**KETENTUAN TUGAS:** Salin kembali seluruh bagian teks tentang perempuan dulu dan kini, dari "Pandangan-pandangan tersebut beranekaragam." terus ke bawah sampai "di zaman tersebut.". Ganti "Persia" dengan "Romawi" di bagian itu.

**TEKS HASIL EKSTRAKSI:**
_ _ _ _ _

Rabu, 20 Januari 2016

Perempuan : Dulu dan Kini

Sejak manusia pertama diturunkan di dunia ini oleh Tuhan, pembahasan tentang wanita selalu menjadi perdebatan yang menarik untuk diikuti. Hal ini karena wanita merupakan salah satu makhluk Tuhan yang unik. Keunikan tersebut telah dibuktikan dengan adanya berbagai pandangan tentang wanita sejak zaman batu hingga di zaman yang serba gadget ini. Pandangan dari berbagai lintas zaman dan daerah tersebut menunjukkan bahwa terdapat dinamisasi budaya yang tumbuh dalam masyarakat tentang eksistensi dan peran seorang wanita dalam suatu keluarga di lingkup yang sempit, dan dalam suatu negara di lingkup yang lebih luas. Hal tersebut berpengaruh terhadap perlakuan-perlakuan terhadap wanita pada masing-masing zaman sehingga ada zaman dimana wanita merasa beruntung karena diperlakukan berdasarkan hak dan kewajibannya, namun tidak sedikit pula yang merasa tidak beruntung karena adanya penindasan yang terjadi terhadapnya.

Pandangan-pandangan tersebut beranekaragam. Sebagian besar pandangan, baik dari Yunani kuno, Persia, Arab Jahiliyah, Mesopotamia dan Yahudi telah menempatkan wanita sebagai makhluk yang rendah. Wanita dalam pandangan budaya masyarakat di atas dianggap sebagai “barang”, yang kedudukannya sendiri berbeda dengan pria. Hal ini bisa jadi dikarenakan wanita memiliki kelemahan yang tidak dimiliki oleh pria sehingga superioritas pria lebih layak dibandingkan wanita. Hal lain yang dapat menjadi pertimbangan atas kondisi tersebut adalah bahwa wanita tidak memiliki kemampuan yang sama dengan pria sehingga dilecehkan. Keadaan ini adalah yang terjadi pada sebagian besar wanita di zaman tersebut.

Tingkat “lebih rendah” wanita di zaman tersebut mendorong pemikiran yang menempatkan nilai wanita “lebih tinggi” dibandingkan dengan pemikiran yang dianggap kuno tersebut. Pemikiran-pemikiran di atas, dalam perkembangan zaman kemudian dianggap sebagai suatu ketidakadilan bagi para wanita sehingga gencar terjadi gerakan untuk “menyamakan” hak dan kewajiban wanita untuk kesamarataan peran wanita dan pria. Perjuangan ini, dalam pandangan Barat disebut sebagai kesetaraan gender. Kesetaraan gender tersebut kemudian menjadi bahan perbincangan dan tuntutan untuk kaum wanita demi perjuangan mendapatkan hak dan kewajiban yang sama di bidang apapun.

_ _ _ _ _

**CUPLIKAN DATA:**
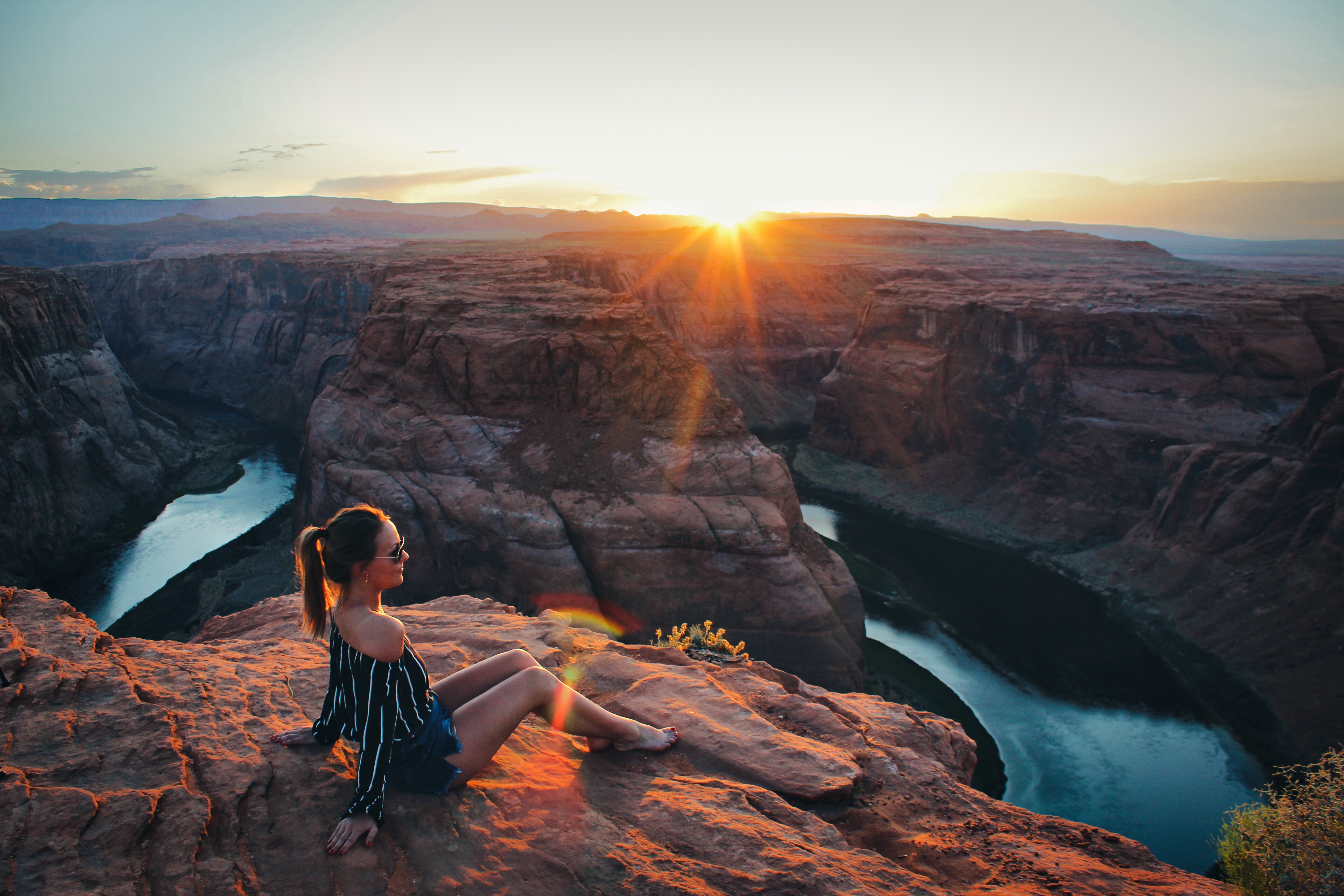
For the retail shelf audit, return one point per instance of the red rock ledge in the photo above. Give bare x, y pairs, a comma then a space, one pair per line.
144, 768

_ _ _ _ _

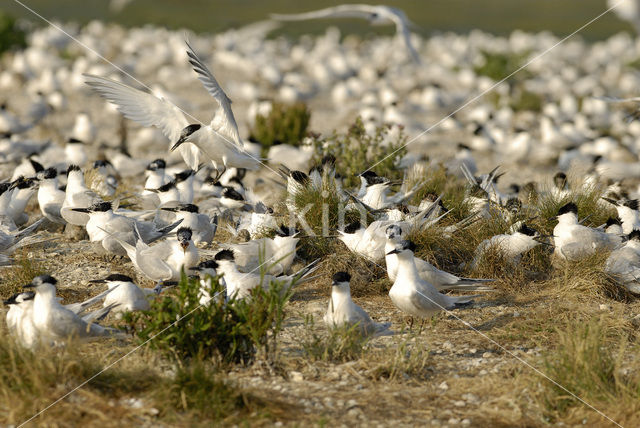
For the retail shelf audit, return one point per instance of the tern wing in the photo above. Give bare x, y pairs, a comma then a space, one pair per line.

_ _ _ _ _

**JAWABAN TERTULIS:**
Pandangan-pandangan tersebut beranekaragam. Sebagian besar pandangan, baik dari Yunani kuno, Romawi, Arab Jahiliyah, Mesopotamia dan Yahudi telah menempatkan wanita sebagai makhluk yang rendah. Wanita dalam pandangan budaya masyarakat di atas dianggap sebagai “barang”, yang kedudukannya sendiri berbeda dengan pria. Hal ini bisa jadi dikarenakan wanita memiliki kelemahan yang tidak dimiliki oleh pria sehingga superioritas pria lebih layak dibandingkan wanita. Hal lain yang dapat menjadi pertimbangan atas kondisi tersebut adalah bahwa wanita tidak memiliki kemampuan yang sama dengan pria sehingga dilecehkan. Keadaan ini adalah yang terjadi pada sebagian besar wanita di zaman tersebut.